**QUOTED TEXT**:
----

Customer acquisition is expensive, and it can have a negative impact on company revenue and customer lifetime value. It takes a lot of time, resources, and hardworking people to get new clients.
If you can find ways to shorten your sales cycle, it naturally follows that you will reduce costs associated with acquiring a new customer and as a result, could increase your company’s customer lifetime value.
Here are a few tricks to optimize your sales operations process and shorten the time it takes to acquire new customers.
Be vigilant with discovery
Discovery is an extremely important part of ensuring a more efficient sales cycle. Your SDRs should focus on the needs of your prospects. They need to dig into the reasons why your prospect is searching for a new software and figure out the pain points that your solution can solve.
Map out the prospect’s buying process and get familiar with the steps the prospect will need to take in order to become a customer. If there are other stakeholders involved, they should include them in the sales process.
Schedule the next sales call before the end of each call
Before the end of every sales call, you should schedule your next call with that prospect. If you don’t schedule the next call while you have the prospect on the phone, you will waste time sending emails back and forth with the prospect to schedule the next touch point.
Not doing so will increase the risk that you will lose contact with the prospect. Your emails may not get answered and your solution will not be top of mind. It’s much easier to just get the prospect to commit to meeting with you again over the phone.
Plan out the sales cycle
Now it is time to plan out the rest of the sales process. Your SDRs should think about each touch point they will need to have with the prospect and how they will involve other stakeholders if they are required to move along the sales process.
A less detailed version of this plan can be shared with the prospect to get aligned on when they can start benefiting from the solution. However, don’t be too pushy when trying to get the prospect to agree. The goal is to continue moving along the sales cycle, not stall it.

----

**WHAT TO DO**:
a) List the three section headings in the article on shortening the sales cycle.
b) Reproduce the part of the sales-cycle article between "Customer acquisition is" and "acquire new customers.", inclusive.
c) Carry on writing the article about shortening the sales cycle from the point where it stops.

----

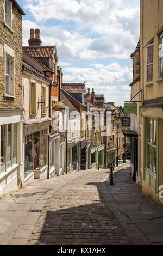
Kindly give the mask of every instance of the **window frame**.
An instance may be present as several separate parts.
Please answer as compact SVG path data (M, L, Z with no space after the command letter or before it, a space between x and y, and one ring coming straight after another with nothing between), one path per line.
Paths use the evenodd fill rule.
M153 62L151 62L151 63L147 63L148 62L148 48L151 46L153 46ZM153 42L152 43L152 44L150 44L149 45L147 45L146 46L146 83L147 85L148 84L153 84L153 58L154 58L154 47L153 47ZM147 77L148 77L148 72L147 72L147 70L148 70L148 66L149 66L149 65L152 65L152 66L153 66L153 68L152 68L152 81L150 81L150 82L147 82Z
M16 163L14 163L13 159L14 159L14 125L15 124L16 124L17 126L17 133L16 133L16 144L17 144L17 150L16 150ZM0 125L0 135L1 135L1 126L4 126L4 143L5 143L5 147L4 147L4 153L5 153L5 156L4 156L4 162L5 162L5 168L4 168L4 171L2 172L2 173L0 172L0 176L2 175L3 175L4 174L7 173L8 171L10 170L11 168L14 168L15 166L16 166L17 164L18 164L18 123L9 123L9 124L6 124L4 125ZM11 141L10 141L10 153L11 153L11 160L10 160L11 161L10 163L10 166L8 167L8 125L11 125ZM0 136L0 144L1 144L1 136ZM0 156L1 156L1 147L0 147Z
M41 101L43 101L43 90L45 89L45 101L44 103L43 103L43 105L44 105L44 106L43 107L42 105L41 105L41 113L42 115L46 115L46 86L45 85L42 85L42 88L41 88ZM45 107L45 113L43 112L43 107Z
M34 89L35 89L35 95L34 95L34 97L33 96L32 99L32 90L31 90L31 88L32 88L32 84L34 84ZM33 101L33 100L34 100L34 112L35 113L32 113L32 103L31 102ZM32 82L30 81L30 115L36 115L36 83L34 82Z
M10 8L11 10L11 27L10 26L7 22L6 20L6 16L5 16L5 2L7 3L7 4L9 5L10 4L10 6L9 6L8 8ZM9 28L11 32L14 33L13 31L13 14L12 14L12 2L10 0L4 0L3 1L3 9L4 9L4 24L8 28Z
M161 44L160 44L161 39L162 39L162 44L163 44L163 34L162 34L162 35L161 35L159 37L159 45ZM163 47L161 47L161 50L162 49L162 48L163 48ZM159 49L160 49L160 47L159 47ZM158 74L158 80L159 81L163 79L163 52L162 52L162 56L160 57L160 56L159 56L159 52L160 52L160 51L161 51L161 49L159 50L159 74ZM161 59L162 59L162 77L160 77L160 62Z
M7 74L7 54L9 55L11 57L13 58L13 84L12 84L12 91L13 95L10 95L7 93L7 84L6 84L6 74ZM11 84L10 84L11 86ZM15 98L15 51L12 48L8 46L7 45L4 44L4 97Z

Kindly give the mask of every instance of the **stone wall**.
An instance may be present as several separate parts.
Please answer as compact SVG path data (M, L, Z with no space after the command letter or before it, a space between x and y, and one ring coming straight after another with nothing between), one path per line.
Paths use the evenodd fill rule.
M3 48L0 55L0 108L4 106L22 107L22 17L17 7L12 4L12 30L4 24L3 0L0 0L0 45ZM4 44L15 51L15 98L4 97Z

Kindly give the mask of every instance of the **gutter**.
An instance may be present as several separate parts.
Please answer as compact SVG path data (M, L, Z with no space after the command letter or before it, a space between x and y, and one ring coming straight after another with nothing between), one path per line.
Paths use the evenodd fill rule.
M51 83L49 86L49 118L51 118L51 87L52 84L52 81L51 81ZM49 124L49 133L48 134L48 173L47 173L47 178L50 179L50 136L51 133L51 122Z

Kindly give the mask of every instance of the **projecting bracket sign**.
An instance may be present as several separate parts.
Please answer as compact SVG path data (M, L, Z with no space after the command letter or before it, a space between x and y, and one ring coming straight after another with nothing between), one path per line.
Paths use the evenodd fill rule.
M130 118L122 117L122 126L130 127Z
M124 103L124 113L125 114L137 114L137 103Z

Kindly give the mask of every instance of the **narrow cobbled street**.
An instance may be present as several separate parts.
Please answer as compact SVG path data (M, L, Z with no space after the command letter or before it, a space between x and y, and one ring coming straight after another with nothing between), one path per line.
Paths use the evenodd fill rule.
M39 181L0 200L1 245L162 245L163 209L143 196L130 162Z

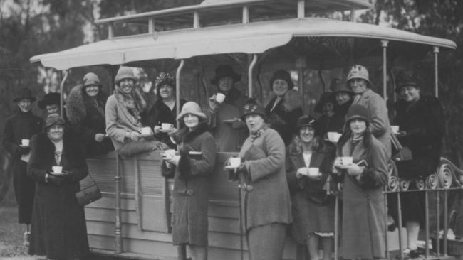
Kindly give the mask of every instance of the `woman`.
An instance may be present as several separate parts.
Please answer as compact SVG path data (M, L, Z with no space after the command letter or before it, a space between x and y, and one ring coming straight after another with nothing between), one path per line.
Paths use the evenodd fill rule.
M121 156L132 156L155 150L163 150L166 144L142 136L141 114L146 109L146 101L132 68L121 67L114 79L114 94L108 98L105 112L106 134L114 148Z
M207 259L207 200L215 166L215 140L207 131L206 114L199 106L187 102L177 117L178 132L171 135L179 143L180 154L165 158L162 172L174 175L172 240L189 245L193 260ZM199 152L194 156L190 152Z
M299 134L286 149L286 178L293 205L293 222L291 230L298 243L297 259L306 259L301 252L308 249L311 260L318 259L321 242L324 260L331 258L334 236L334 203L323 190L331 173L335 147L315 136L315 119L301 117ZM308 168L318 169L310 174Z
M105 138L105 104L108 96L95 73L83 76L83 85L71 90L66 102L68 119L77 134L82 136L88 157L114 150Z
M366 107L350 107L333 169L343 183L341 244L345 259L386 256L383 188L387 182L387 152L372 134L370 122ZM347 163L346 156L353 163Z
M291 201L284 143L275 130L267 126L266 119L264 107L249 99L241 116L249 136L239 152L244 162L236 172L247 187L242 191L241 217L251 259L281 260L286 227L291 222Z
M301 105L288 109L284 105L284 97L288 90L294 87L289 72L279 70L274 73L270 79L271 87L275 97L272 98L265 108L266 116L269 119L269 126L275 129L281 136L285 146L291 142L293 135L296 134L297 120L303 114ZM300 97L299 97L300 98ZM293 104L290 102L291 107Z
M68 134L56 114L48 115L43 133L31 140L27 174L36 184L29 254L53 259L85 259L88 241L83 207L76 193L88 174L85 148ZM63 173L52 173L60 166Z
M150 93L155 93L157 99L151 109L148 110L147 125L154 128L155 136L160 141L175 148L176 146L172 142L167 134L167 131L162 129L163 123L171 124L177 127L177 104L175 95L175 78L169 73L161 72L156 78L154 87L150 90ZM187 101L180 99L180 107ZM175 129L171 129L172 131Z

----

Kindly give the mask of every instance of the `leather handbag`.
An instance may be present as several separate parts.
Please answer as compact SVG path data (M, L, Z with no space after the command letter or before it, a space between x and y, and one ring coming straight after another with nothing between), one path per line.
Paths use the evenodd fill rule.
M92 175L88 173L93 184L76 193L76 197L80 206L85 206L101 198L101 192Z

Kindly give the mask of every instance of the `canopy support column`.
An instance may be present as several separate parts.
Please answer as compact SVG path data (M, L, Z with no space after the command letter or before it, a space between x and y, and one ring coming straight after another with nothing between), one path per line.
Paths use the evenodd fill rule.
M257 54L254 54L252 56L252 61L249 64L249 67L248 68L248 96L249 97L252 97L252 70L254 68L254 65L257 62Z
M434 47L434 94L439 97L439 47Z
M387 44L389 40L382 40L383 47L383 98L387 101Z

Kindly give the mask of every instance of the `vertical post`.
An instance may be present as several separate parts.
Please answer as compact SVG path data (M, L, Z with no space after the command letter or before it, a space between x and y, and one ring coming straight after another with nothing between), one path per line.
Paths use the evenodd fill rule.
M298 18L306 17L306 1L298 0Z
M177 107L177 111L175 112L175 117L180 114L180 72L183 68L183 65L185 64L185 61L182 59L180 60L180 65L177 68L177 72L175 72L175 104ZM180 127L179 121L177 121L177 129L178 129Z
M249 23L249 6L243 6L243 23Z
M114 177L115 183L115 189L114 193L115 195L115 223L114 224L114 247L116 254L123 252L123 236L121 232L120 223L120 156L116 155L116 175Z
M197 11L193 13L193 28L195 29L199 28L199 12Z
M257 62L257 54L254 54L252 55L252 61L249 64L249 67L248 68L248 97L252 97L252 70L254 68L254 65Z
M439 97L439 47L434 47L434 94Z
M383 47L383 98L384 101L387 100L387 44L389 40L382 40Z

----

**WRITTEN RESPONSES**:
a)
Be vigilant with discovery
Schedule the next sales call before the end of each call
Plan out the sales cycle

b)
Customer acquisition is expensive, and it can have a negative impact on company revenue and customer lifetime value. It takes a lot of time, resources, and hardworking people to get new clients.
If you can find ways to shorten your sales cycle, it naturally follows that you will reduce costs associated with acquiring a new customer and as a result, could increase your company’s customer lifetime value.
Here are a few tricks to optimize your sales operations process and shorten the time it takes to acquire new customers.

c)
Address potential doubts with your prospect early on
If you think your solution may not be able to solve the prospect’s use case, or budget may be an issue, you should address these concerns early on and overcome any objections you think they may have based on your conversations.
If you can successfully work through the issues, and keep the process moving, then great. However, if you ignore their objections, your team may waste a significant amount of time on a deal that’s destined to fail.
Your team should be an invaluable resource for prospects throughout their buying process. While you have sold software numerous times, this may be the first time that your prospect is purchasing enterprise software, so keep in mind that such purchases can be overwhelming.
Give your prospects suggestions for how to proceed after each touch point. Tell them how each step of the process will work, and be as transparent as possible.
Get information on competitors
Ask your prospects about other software that they are evaluating. If they tell you the names, try to determine where they are in the sales cycle. This information will help you plan out your next touch points.
Be upfront with how your solution compares to those competitors. This will help you overcome potential objections that prospects may have when comparing both solutions, and it will also help develop trust. Your prospect may ask you more questions on other tools available in the market and you’ll be further along the sales cycle.
New customers don’t come cheap, but you can mitigate customer acquisition cost by having an optimized sales operations process. Our software helps sales, customer success, and marketing teams helps reduce customer acquisition costs and identify new opportunities by alerting teams when key contacts move jobs. Learn more on www.sifdata.com or download our software from Salesforce AppExchange today.
- Date- Jan. 7, 2019, 9:59 p.m.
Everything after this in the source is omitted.